Task item: Repeat, exactly as written, the line containing "As part of the labeling sprint, tag all instances of stovetop" and each line after it through the end of the data.
------ Data provided
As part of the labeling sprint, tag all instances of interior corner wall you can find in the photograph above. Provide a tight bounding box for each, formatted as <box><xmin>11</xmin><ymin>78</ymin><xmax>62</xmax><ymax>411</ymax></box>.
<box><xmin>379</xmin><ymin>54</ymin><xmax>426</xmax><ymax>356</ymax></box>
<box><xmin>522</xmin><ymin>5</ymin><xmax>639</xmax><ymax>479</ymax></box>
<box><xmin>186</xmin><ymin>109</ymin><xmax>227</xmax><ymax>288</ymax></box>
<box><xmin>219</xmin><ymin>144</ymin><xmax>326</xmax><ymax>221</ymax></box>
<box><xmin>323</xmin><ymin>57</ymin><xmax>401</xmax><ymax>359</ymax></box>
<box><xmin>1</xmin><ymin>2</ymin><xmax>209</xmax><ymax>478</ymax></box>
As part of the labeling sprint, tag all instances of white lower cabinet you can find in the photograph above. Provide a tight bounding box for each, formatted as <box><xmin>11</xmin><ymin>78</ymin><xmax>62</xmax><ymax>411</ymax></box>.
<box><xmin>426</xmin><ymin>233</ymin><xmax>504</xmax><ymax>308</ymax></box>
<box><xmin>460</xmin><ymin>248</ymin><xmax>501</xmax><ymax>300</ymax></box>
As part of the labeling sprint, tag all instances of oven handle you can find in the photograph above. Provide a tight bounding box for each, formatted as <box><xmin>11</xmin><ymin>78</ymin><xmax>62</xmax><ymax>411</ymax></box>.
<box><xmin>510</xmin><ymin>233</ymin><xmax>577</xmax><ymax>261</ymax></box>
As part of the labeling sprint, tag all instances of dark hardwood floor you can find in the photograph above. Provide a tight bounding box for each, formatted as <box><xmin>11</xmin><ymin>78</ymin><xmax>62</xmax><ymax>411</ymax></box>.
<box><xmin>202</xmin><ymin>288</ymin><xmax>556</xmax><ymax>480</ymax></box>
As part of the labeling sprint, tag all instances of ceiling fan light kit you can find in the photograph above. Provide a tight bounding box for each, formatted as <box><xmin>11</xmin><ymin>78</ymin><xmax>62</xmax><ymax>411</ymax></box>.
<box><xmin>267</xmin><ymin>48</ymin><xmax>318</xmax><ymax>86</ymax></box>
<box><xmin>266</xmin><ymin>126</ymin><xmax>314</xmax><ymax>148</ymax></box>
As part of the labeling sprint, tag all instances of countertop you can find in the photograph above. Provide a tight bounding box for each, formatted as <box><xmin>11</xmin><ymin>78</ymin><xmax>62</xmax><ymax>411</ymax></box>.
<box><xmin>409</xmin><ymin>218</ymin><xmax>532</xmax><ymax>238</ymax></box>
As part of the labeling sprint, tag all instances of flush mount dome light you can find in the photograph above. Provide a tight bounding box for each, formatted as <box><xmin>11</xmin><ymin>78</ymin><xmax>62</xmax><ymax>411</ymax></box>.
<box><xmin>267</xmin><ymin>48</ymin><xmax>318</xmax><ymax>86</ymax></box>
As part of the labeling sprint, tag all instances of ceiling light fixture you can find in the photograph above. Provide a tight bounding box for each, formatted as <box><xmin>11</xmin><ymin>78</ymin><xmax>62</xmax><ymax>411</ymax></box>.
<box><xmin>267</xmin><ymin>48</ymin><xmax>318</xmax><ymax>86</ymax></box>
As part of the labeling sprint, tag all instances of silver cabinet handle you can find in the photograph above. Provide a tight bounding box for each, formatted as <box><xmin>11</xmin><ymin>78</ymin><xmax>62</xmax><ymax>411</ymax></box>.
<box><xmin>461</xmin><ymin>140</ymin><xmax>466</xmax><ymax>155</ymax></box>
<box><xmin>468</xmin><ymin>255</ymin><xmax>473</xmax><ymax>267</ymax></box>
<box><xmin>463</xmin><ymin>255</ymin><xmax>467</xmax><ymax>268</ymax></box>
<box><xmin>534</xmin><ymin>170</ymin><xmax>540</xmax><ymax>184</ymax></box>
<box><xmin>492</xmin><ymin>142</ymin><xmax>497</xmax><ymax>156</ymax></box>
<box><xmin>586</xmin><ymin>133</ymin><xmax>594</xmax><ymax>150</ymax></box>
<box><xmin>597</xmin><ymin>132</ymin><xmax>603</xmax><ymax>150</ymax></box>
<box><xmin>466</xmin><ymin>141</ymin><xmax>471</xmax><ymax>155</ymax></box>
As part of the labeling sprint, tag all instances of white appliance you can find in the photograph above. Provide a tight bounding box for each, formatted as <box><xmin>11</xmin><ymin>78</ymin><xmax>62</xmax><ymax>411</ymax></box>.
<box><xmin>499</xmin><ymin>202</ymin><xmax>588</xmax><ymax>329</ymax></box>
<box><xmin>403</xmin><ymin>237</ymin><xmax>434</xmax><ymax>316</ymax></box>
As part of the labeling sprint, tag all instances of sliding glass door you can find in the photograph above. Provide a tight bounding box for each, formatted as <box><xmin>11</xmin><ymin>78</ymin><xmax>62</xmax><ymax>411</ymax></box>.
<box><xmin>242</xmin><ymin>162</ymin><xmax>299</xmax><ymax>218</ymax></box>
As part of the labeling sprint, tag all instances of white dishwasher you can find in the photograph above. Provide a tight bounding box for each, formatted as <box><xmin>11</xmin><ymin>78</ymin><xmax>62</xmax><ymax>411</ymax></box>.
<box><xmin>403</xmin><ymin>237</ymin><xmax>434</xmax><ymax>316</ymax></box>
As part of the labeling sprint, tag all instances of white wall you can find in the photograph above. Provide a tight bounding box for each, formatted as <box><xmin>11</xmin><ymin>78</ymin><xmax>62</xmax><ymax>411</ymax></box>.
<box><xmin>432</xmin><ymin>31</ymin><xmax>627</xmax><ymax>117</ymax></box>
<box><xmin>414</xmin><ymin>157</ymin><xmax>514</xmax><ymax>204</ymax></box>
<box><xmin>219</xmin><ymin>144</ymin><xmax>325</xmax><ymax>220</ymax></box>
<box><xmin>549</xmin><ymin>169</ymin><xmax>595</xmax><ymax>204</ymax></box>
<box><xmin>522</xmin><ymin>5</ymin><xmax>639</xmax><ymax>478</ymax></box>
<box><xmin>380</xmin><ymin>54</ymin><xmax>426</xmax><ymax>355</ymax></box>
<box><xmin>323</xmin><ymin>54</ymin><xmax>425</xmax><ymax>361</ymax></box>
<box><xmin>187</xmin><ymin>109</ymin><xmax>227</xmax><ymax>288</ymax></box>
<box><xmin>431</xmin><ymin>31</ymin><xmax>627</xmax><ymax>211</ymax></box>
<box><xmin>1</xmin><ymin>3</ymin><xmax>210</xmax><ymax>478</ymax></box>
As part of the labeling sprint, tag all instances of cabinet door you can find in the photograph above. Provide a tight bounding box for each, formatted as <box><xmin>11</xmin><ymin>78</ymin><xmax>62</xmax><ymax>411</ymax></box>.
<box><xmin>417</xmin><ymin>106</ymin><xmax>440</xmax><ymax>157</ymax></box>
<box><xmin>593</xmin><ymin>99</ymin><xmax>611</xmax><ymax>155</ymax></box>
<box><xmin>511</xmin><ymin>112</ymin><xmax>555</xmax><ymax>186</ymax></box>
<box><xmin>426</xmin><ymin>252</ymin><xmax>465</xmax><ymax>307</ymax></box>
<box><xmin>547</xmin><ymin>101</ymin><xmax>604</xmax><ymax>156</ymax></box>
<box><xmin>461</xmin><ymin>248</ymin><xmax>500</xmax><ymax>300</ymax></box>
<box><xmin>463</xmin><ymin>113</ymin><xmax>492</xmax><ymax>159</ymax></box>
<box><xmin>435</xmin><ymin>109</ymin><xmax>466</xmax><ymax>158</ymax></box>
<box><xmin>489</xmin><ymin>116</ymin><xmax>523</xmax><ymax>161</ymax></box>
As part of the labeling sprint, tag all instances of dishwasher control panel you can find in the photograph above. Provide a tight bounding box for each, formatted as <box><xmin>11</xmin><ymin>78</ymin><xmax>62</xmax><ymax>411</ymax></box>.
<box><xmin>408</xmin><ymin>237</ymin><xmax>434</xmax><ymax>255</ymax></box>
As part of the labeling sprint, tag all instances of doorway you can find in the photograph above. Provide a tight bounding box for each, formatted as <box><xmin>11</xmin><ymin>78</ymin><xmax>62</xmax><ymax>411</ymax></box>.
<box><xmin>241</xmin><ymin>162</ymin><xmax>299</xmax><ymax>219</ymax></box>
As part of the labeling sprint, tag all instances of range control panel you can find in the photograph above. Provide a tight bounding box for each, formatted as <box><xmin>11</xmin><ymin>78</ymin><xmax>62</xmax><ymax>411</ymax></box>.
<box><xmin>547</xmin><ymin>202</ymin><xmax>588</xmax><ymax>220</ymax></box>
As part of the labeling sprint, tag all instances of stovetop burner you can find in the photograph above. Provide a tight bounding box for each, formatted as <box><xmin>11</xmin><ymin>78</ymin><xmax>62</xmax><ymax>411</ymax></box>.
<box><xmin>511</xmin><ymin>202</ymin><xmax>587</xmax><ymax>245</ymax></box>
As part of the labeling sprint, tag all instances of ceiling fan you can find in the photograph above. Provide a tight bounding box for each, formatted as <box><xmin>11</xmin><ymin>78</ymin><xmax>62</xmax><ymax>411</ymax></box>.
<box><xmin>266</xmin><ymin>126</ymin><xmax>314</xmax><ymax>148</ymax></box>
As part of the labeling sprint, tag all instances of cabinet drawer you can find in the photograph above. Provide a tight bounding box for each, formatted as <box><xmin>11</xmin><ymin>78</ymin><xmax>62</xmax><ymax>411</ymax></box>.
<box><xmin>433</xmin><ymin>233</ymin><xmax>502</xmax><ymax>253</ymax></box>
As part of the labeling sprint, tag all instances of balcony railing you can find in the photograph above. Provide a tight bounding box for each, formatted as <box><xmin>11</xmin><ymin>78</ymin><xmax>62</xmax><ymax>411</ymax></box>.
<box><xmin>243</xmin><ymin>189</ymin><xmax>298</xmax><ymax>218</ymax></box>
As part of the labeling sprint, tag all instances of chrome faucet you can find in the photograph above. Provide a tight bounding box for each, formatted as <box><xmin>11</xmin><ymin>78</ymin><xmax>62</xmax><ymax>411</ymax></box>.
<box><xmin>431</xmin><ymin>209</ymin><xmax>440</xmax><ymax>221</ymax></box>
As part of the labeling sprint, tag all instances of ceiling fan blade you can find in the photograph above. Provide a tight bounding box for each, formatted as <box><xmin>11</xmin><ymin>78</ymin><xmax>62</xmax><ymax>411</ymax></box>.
------------
Your response:
As part of the labeling sprint, tag all instances of stovetop burner you can find in the photograph above. Provide a tight bounding box for each, formatted as <box><xmin>11</xmin><ymin>78</ymin><xmax>62</xmax><ymax>411</ymax></box>.
<box><xmin>511</xmin><ymin>202</ymin><xmax>587</xmax><ymax>245</ymax></box>
As part of the labeling sprint, tag all instances of ceiling fan you can find in the photograph above. Provide a tight bounding box for each, formatted as <box><xmin>11</xmin><ymin>78</ymin><xmax>62</xmax><ymax>411</ymax></box>.
<box><xmin>266</xmin><ymin>126</ymin><xmax>314</xmax><ymax>148</ymax></box>
As part of the labeling sprint, tag all instances of cabinet drawer you can find in the photograph above. Provide a tight bounding box for each, formatted as <box><xmin>11</xmin><ymin>78</ymin><xmax>62</xmax><ymax>411</ymax></box>.
<box><xmin>433</xmin><ymin>233</ymin><xmax>502</xmax><ymax>253</ymax></box>
As part of the labeling sprint, tag all instances of balcony railing you can find in the photograph above. Provide a tight bounding box for each, formatted as <box><xmin>11</xmin><ymin>78</ymin><xmax>62</xmax><ymax>411</ymax></box>.
<box><xmin>243</xmin><ymin>189</ymin><xmax>298</xmax><ymax>218</ymax></box>
As part of the labeling sprint, tag all instances of chrome faucet you can find in the photograph above. Provide a tight bounding box for each, formatted as <box><xmin>11</xmin><ymin>78</ymin><xmax>62</xmax><ymax>411</ymax></box>.
<box><xmin>431</xmin><ymin>209</ymin><xmax>440</xmax><ymax>221</ymax></box>
As part of the labeling sprint, tag all instances of ceiling fan blade you can find in the photograph above. Provide a tight bounding box for each, formatted as <box><xmin>11</xmin><ymin>78</ymin><xmax>62</xmax><ymax>411</ymax></box>.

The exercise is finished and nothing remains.